Çalışma Talimatları:
**1.** İdarenin sorumluluğuna ilişkin metne göre, idari eylem ve işlemlerden doğan zararlar hangi ilkeler gereği tazmin edilir?
**2.** Lütfen idarenin sorumluluğuna ilişkin metinde "İdare kural olarak, yürüttüğü" ifadesini içeren sözlerle açılıp "gereği tazmin edilmektedir." sözleriyle kapanan bölümü harfi harfine yazın.

Verilen Metin:
========
İdare kural olarak, yürüttüğü kamu hizmetiyle nedensellik bağı kurulabilen zararları tazminle yükümlü olup; idari eylem ve/veya işlemlerden doğan zararlar, idare hukuku kuralları çerçevesinde, hizmet kusuru veya kusursuz sorumluluk ilkeleri gereği tazmin edilmektedir.
Tam yargı davalarında, öncelikle zarara yol açtığı öne sürülen idari işlem veya eylemin hukuka uygunluğunun denetimi yapılacağından, olayın oluşumu ve zararın niteliği irdelenip, idarenin hizmet kusuru olup olmadığının araştırılması, hizmet kusuru yoksa kusursuz sorumluluk ilkelerinin uygulanıp uygulanmayacağının incelenmesi, tazminata hükmedilirken de her halde sorumluluk sebebinin açıkça belirtilmesi gerekmektedir.

HUKUKİ DEĞERLENDİRME:
İdarenin hukuki sorumluluğu, kamusal faaliyetler sonucunda, idare ile bireyler arasında bireyler zararına bozulan ekonomik dengenin yeniden kurulmasını, idari etkinliklerden dolayı bireylerin uğradığı maddi zararlar yanında manevi zararların da idarece tazmin edilmesine olanak sağlayan bir hukuksal kurumdur. Bu kurum, kamusal faaliyetler nedeniyle bireylerin mal varlığında ortaya çıkan eksilmelerin ya da çoğalma olanağından yoksunluğun giderilebilmesini, yine bu surette oluşan manevi zararların karşılanabilmesi için aranılan koşulları, uygulanması gereken kural ve ilkeleri içine almaktadır.
========
Mevcut Veriler:
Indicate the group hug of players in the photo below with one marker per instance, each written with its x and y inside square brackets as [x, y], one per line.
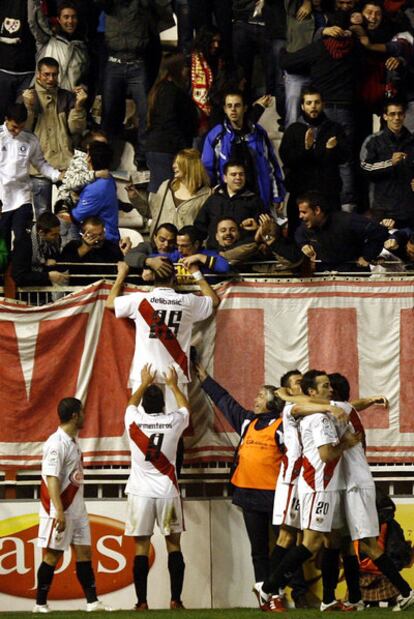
[325, 490]
[307, 429]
========
Görev Bazında Sonuçlar:
**1.** Hizmet kusuru veya kusursuz sorumluluk ilkeleri gereği tazmin edilir.

**2.**
İdare kural olarak, yürüttüğü kamu hizmetiyle nedensellik bağı kurulabilen zararları tazminle yükümlü olup; idari eylem ve/veya işlemlerden doğan zararlar, idare hukuku kuralları çerçevesinde, hizmet kusuru veya kusursuz sorumluluk ilkeleri gereği tazmin edilmektedir.